Task item → Find every line below with the string "gray" and pick it out.

Data records:
== Segment start ==

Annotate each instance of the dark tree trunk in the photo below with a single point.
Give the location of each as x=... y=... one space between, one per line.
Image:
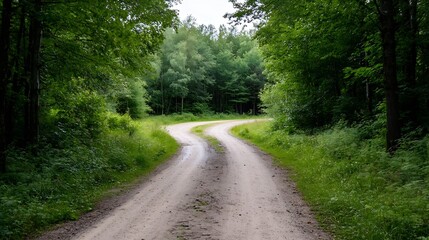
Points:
x=388 y=30
x=4 y=69
x=33 y=73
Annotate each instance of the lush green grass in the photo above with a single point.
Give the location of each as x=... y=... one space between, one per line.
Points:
x=199 y=130
x=356 y=189
x=60 y=183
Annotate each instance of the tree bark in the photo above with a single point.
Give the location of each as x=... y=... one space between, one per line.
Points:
x=388 y=30
x=33 y=73
x=4 y=69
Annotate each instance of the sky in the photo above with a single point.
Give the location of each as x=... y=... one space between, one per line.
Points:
x=205 y=11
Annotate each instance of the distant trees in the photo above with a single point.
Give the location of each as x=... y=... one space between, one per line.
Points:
x=62 y=62
x=351 y=60
x=201 y=69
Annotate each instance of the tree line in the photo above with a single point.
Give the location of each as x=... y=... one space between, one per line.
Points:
x=356 y=61
x=201 y=69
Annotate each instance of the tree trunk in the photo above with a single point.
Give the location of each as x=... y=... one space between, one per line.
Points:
x=33 y=73
x=4 y=68
x=16 y=79
x=387 y=21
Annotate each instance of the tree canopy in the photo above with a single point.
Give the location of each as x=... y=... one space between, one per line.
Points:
x=337 y=60
x=201 y=69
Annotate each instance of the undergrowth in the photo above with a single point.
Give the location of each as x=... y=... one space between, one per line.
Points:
x=49 y=184
x=356 y=189
x=214 y=142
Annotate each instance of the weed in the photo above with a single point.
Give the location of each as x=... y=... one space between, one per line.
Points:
x=357 y=190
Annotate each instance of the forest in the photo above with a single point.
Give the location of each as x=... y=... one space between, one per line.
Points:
x=78 y=80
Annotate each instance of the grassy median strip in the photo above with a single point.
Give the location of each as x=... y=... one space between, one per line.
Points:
x=356 y=189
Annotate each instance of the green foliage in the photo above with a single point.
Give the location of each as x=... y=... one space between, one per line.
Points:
x=202 y=70
x=133 y=100
x=356 y=189
x=59 y=184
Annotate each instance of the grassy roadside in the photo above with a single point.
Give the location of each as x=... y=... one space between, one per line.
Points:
x=199 y=131
x=355 y=188
x=59 y=184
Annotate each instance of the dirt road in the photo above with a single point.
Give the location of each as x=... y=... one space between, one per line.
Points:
x=203 y=194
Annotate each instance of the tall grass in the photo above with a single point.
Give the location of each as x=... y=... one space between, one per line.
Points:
x=59 y=184
x=356 y=189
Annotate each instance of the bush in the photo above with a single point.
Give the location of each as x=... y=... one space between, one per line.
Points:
x=357 y=190
x=53 y=185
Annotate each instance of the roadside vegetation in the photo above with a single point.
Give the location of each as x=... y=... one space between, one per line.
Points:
x=214 y=142
x=60 y=183
x=357 y=190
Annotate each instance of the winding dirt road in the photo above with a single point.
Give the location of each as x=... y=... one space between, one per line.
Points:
x=203 y=194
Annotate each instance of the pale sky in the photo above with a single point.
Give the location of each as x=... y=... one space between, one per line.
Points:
x=206 y=11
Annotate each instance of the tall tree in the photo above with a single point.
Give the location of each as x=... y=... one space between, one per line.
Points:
x=386 y=11
x=6 y=15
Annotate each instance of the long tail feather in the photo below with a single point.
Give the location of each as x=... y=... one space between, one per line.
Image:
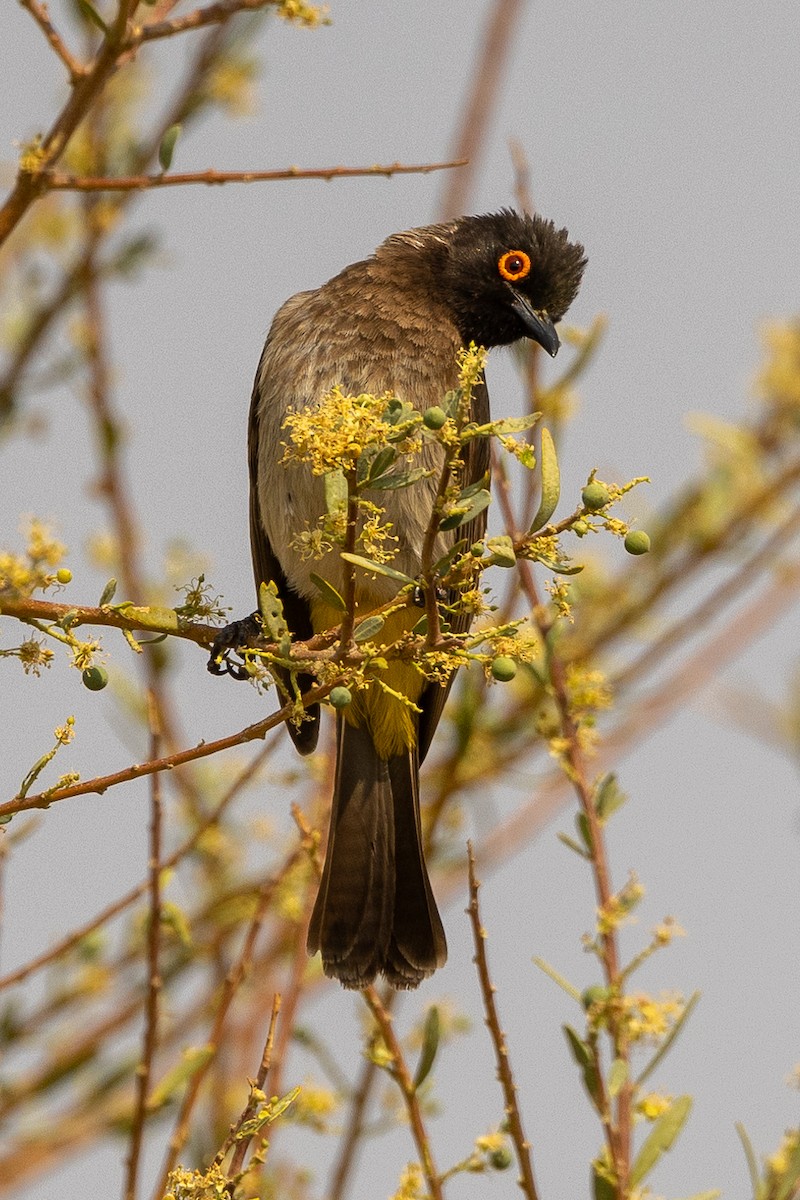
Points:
x=374 y=912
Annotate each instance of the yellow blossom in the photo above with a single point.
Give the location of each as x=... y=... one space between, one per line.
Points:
x=410 y=1186
x=668 y=929
x=647 y=1019
x=619 y=906
x=651 y=1105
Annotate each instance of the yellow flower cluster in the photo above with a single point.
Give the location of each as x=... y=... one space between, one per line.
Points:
x=647 y=1019
x=779 y=382
x=301 y=13
x=779 y=1163
x=31 y=573
x=618 y=907
x=182 y=1185
x=313 y=1107
x=332 y=435
x=410 y=1186
x=653 y=1104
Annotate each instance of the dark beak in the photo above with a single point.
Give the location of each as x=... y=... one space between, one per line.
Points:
x=537 y=324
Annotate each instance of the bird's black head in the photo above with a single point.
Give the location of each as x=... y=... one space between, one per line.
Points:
x=509 y=276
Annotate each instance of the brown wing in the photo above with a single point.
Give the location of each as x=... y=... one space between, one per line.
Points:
x=477 y=461
x=268 y=568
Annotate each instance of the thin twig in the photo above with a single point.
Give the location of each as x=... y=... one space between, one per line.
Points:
x=212 y=15
x=521 y=1144
x=353 y=1133
x=61 y=181
x=479 y=109
x=234 y=979
x=150 y=1037
x=251 y=1109
x=42 y=18
x=202 y=750
x=131 y=897
x=402 y=1077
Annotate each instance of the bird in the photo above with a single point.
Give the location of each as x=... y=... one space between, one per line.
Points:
x=395 y=323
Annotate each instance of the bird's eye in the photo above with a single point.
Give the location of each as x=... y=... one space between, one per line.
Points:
x=513 y=265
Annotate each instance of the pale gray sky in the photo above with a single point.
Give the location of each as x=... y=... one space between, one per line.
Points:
x=665 y=137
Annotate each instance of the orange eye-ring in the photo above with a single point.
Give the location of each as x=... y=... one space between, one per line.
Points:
x=513 y=265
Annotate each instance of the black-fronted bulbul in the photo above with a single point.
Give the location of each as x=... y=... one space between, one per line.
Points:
x=396 y=323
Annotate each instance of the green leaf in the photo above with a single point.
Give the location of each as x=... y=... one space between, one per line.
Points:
x=376 y=568
x=443 y=564
x=167 y=148
x=786 y=1189
x=608 y=797
x=92 y=16
x=368 y=628
x=382 y=462
x=602 y=1187
x=557 y=977
x=668 y=1042
x=462 y=515
x=584 y=829
x=555 y=567
x=617 y=1077
x=191 y=1061
x=581 y=1049
x=107 y=594
x=403 y=479
x=501 y=552
x=661 y=1138
x=584 y=1057
x=507 y=425
x=750 y=1155
x=473 y=489
x=328 y=592
x=336 y=491
x=551 y=481
x=271 y=610
x=571 y=844
x=429 y=1045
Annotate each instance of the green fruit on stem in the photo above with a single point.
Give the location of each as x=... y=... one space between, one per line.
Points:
x=637 y=541
x=503 y=669
x=95 y=678
x=434 y=417
x=595 y=496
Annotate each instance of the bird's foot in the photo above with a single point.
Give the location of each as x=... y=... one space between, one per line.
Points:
x=232 y=640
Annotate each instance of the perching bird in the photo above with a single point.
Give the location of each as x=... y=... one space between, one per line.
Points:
x=394 y=322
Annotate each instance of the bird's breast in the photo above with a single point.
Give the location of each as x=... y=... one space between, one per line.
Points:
x=361 y=347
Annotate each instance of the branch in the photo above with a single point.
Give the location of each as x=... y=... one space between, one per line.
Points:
x=516 y=1131
x=42 y=18
x=202 y=750
x=401 y=1075
x=212 y=15
x=136 y=618
x=150 y=1037
x=61 y=181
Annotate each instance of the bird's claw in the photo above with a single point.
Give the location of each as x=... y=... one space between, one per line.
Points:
x=232 y=639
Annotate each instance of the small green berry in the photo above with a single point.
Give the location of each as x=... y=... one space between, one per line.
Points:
x=594 y=995
x=595 y=496
x=434 y=417
x=637 y=541
x=504 y=669
x=95 y=678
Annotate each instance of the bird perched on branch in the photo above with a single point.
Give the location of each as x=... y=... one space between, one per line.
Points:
x=396 y=323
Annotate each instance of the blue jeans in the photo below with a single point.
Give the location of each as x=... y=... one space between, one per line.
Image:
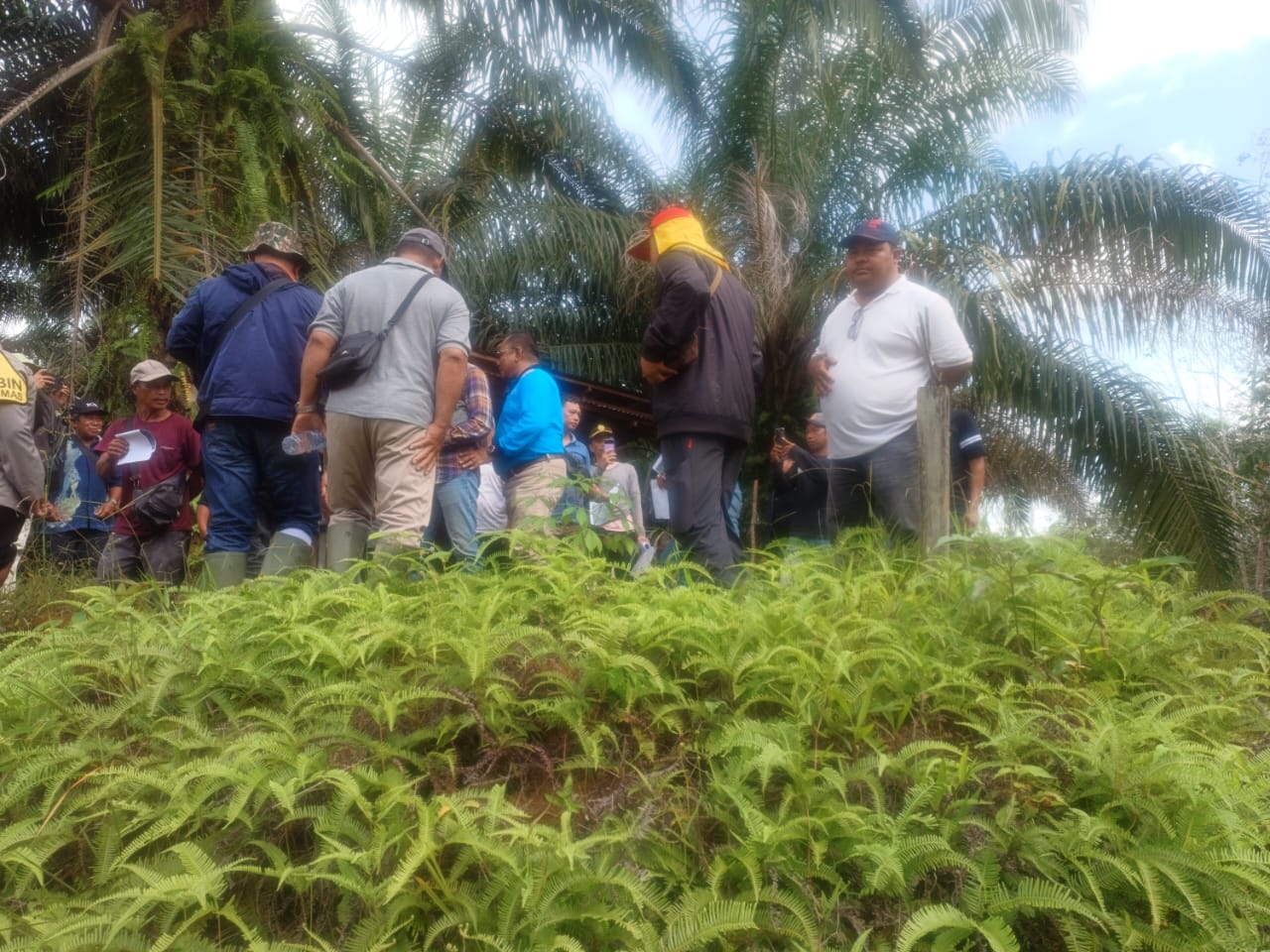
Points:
x=246 y=472
x=453 y=508
x=880 y=484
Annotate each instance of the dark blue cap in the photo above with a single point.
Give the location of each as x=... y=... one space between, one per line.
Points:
x=86 y=408
x=871 y=230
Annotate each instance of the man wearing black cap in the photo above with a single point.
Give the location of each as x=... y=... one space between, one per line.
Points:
x=246 y=367
x=75 y=529
x=799 y=485
x=878 y=348
x=385 y=429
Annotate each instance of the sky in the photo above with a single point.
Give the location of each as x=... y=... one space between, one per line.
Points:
x=1185 y=82
x=1182 y=80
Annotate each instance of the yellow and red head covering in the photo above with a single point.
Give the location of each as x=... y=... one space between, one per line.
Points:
x=674 y=227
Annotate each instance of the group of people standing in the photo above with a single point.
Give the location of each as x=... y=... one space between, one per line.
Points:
x=376 y=373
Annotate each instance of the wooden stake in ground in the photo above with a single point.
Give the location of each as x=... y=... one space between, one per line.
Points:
x=933 y=463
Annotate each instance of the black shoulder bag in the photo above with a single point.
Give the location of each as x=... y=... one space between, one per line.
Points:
x=157 y=507
x=689 y=353
x=357 y=353
x=235 y=318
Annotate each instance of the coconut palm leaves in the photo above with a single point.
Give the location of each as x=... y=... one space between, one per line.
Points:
x=825 y=113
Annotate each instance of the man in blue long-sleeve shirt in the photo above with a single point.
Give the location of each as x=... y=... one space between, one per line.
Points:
x=530 y=434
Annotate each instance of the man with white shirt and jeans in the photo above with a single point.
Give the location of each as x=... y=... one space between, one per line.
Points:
x=878 y=348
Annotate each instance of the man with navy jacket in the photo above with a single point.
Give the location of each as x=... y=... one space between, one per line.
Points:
x=248 y=380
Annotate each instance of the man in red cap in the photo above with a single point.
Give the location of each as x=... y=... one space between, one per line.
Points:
x=701 y=359
x=884 y=341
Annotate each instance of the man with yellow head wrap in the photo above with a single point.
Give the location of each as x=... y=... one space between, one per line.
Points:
x=701 y=359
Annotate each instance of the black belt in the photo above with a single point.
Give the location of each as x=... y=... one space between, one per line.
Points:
x=521 y=467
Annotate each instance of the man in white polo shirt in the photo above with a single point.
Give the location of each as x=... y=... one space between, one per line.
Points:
x=878 y=347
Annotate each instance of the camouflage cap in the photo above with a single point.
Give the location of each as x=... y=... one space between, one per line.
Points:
x=276 y=236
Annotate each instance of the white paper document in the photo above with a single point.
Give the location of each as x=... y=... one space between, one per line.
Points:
x=141 y=447
x=661 y=498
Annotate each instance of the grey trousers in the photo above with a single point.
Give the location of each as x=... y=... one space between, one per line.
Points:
x=160 y=556
x=701 y=472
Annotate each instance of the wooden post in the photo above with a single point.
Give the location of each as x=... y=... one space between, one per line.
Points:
x=933 y=463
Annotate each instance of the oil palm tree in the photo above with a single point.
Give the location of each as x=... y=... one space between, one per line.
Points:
x=150 y=136
x=817 y=114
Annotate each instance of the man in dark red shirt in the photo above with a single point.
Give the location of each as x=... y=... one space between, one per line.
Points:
x=149 y=543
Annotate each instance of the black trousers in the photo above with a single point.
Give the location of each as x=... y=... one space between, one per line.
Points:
x=701 y=472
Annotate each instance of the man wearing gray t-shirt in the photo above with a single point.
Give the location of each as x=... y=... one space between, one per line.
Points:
x=385 y=429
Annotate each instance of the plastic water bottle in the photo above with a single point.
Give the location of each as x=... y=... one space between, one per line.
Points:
x=304 y=442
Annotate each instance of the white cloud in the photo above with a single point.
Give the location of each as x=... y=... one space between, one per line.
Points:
x=1127 y=36
x=1188 y=154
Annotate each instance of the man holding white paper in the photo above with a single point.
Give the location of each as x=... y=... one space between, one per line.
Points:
x=150 y=462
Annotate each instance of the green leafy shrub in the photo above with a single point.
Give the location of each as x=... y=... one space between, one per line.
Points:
x=1010 y=748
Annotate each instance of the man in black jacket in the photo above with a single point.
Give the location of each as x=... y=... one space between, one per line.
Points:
x=702 y=362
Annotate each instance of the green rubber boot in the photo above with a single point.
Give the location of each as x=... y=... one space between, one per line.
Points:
x=345 y=543
x=225 y=569
x=286 y=552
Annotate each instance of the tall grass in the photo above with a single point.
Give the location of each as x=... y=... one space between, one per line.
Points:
x=1011 y=748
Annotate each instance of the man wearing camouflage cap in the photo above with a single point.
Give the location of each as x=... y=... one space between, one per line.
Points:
x=246 y=367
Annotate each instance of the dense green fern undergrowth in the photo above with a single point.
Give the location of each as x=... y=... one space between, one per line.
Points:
x=1008 y=748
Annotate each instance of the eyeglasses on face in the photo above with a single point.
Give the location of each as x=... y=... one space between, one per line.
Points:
x=853 y=330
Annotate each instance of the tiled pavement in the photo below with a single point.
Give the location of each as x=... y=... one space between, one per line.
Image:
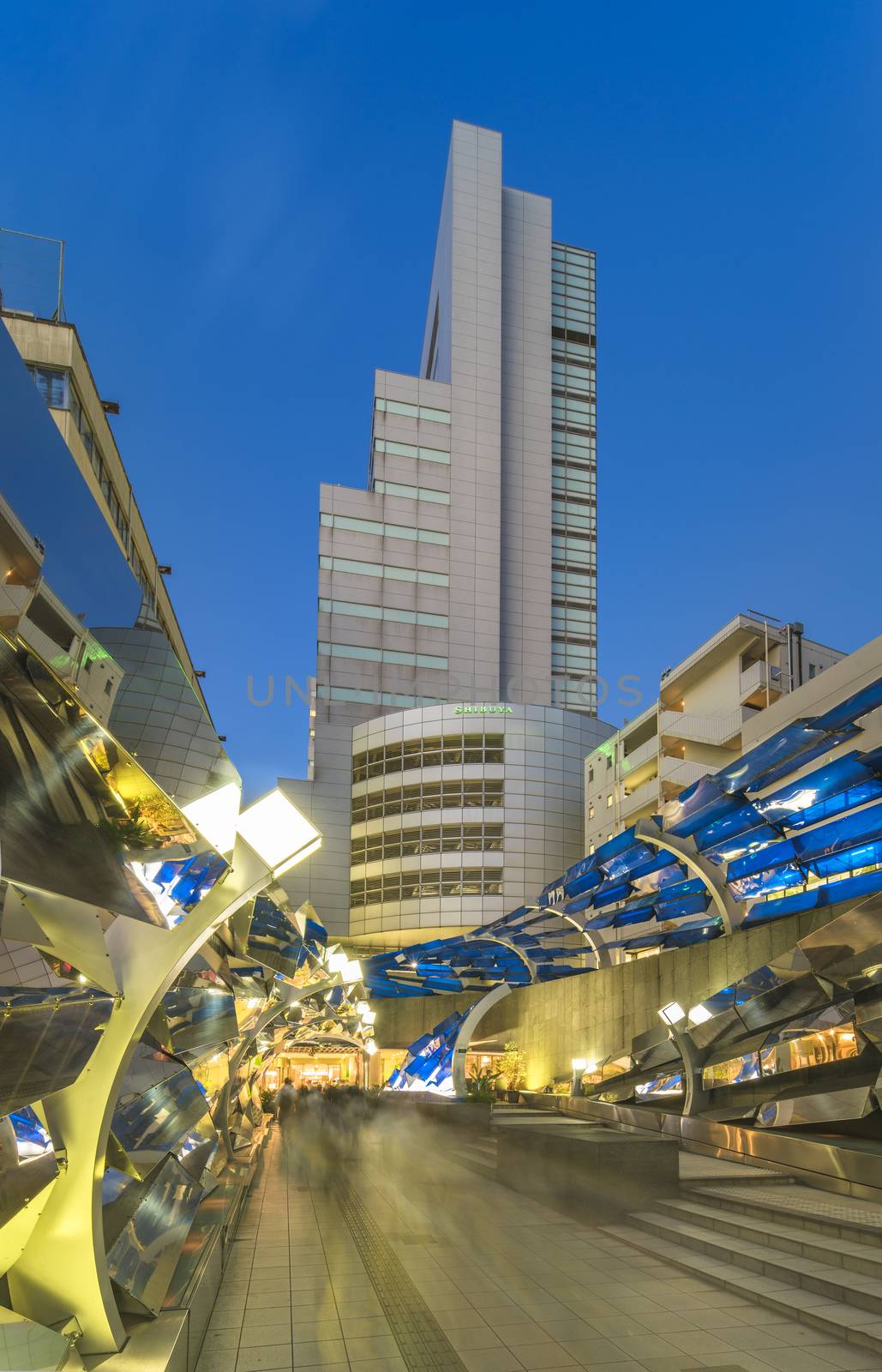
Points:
x=420 y=1264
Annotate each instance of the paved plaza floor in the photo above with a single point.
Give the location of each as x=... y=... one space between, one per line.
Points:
x=409 y=1262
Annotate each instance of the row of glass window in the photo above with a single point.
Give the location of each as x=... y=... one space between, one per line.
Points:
x=397 y=617
x=424 y=454
x=573 y=516
x=429 y=752
x=479 y=882
x=394 y=574
x=375 y=697
x=383 y=655
x=566 y=617
x=441 y=839
x=59 y=393
x=417 y=412
x=431 y=795
x=568 y=658
x=372 y=526
x=567 y=408
x=415 y=493
x=571 y=583
x=568 y=350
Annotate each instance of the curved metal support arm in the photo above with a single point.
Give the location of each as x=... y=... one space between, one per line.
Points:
x=63 y=1271
x=466 y=1031
x=729 y=910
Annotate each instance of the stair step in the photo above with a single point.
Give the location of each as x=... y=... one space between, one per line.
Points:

== Segment end ==

Solution to this task →
Annotate each instance of the pale gray sky in the photo above with a single point.
Annotate each instance of the man wearing gray t-shirt in the photo above with a single point.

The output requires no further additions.